- _Source_

•••

Cette étude n’est pas un commentaire, ni un exposé des motifs du code civil, et nous n’avons pas à faire ressortir davantage son importance et ses bienfaits. En n’isolant pas absolument les institutions civiles du passé et en les liant à l’avenir, nos aïeux ont imprimé à leur ouvrage ce caractère de stabilité qui en garantit la durée.

Ainsi l’administration était organisée, les rapports entre l’église et l’état réglés, l’unité de la législation civile créée, mais un autre problème préoccupait la haute bourgeoisie : l’instruction et l’éducation de ses fils.

•••

- _Lignes de données_

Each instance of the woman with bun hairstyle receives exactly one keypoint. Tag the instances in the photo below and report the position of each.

•••

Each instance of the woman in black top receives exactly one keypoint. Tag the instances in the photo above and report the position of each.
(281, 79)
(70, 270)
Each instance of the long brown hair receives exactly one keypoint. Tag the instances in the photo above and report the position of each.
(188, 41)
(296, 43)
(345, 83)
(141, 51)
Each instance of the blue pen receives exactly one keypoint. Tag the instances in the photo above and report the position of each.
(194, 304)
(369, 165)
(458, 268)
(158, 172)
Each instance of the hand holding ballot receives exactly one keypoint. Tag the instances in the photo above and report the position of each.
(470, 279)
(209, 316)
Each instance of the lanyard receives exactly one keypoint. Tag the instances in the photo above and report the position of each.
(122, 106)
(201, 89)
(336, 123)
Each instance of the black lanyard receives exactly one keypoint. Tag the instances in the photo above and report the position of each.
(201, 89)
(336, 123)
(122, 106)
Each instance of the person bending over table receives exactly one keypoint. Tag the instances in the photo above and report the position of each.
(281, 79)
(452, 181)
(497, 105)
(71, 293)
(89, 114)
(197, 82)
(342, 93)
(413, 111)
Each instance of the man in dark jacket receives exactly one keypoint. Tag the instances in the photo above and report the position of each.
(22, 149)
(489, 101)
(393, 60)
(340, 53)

•••

- _Énoncé 1_
Reproduisez, s'il vous plaît, le passage de la source allant de « Ainsi l’administration était » jusqu'à « de ses fils. ».
- _Énoncé 2_
D'après la source, quel autre problème préoccupait la haute bourgeoisie ?

- _Réponse 1_
Ainsi l’administration était organisée, les rapports entre l’église et l’état réglés, l’unité de la législation civile créée, mais un autre problème préoccupait la haute bourgeoisie : l’instruction et l’éducation de ses fils.

- _Réponse 2_
L'instruction et l'éducation de ses fils.